** DIRECTIONS FOR THIS TASK **
Nothing other than the lines from the one containing "the police car" through the close of the entries below should be printed, each exactly.

*** DATA SHOWN

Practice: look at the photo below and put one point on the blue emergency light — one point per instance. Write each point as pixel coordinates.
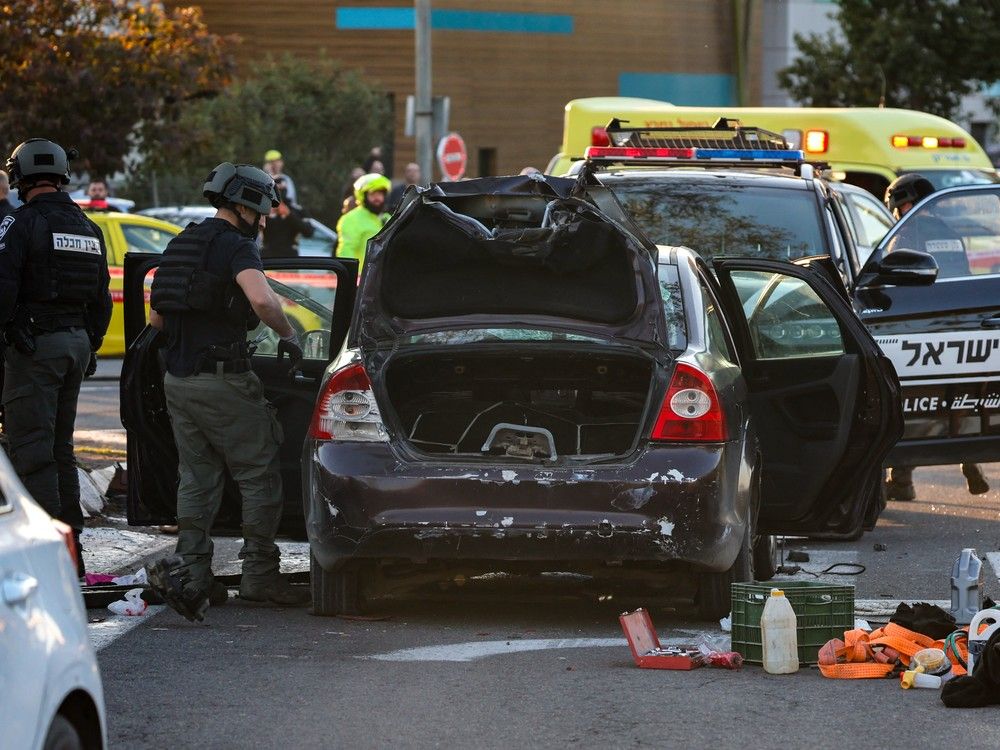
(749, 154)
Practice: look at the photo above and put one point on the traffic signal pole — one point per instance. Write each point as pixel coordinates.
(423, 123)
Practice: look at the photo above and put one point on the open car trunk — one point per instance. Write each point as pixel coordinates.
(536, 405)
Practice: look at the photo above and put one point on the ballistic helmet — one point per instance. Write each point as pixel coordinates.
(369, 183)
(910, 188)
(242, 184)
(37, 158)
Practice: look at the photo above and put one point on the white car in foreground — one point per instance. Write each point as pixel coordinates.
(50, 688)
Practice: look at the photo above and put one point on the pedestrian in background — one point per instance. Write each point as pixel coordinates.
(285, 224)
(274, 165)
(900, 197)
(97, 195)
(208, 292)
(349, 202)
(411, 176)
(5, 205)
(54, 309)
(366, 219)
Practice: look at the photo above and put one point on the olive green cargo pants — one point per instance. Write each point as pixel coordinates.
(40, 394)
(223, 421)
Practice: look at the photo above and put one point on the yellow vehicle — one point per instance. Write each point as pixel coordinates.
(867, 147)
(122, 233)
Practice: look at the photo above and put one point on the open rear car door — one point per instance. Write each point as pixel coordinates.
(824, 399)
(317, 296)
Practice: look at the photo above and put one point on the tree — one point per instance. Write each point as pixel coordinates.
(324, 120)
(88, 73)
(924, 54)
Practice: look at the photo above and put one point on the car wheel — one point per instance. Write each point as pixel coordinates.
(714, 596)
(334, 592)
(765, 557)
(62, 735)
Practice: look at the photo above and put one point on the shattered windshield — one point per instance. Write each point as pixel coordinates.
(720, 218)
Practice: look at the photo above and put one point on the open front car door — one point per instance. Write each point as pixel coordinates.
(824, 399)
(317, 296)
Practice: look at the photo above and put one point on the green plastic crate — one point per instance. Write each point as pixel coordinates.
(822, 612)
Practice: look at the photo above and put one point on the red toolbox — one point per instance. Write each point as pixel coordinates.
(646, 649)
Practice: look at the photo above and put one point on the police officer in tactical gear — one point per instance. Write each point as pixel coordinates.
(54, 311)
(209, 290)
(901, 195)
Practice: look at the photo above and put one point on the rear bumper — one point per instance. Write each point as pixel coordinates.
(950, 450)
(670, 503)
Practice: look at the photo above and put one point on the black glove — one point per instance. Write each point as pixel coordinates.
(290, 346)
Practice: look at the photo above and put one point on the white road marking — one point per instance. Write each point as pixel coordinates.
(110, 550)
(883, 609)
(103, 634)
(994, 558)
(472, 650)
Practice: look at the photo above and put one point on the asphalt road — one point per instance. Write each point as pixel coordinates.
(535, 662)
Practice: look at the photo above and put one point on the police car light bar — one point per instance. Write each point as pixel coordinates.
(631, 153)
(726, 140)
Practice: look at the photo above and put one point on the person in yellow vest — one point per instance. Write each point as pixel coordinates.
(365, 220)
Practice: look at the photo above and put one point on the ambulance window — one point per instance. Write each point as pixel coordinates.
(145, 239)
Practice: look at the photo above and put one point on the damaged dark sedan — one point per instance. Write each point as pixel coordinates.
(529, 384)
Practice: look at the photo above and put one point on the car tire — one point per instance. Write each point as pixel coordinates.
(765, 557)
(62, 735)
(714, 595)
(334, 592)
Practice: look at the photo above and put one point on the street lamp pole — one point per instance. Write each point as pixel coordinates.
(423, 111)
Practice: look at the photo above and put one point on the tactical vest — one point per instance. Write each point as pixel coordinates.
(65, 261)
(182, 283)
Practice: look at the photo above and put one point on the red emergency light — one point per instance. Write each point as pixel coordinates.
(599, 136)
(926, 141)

******

** EXERCISE RESPONSE **
Practice: look at the photo above and put one point on the police car light bar — one point per instance. Write each point as pixel coordinates.
(631, 153)
(726, 140)
Practice: look at the photo above and put one point on the person in yellow vest — one point per instance. Write each point as pixel coordinates.
(365, 220)
Practice: look at the photo above and put one point on the ambulance window — one point per instance. Write each point as pixel coordinates.
(145, 239)
Practice: look at the photo above and put one point on the damaged dark sedan — one point per instance. Write each point as pixel coordinates.
(529, 384)
Practice: look at the photo above and put one point on the car tire — one point per instance. Write each point as pixel coordinates.
(765, 557)
(62, 735)
(714, 595)
(334, 592)
Practice: look at the photo above and put one point on the street lamp pole — one point per instance. Write each point as pixel coordinates.
(423, 111)
Practice: look at the photo above and put one point on the tactical vest — one point per instance. Write each point as pixel coordinates.
(65, 261)
(182, 283)
Practice: look at the photo above and put one point on the red emergency light — one point per instance. Write each point as pixel coordinates.
(599, 136)
(926, 141)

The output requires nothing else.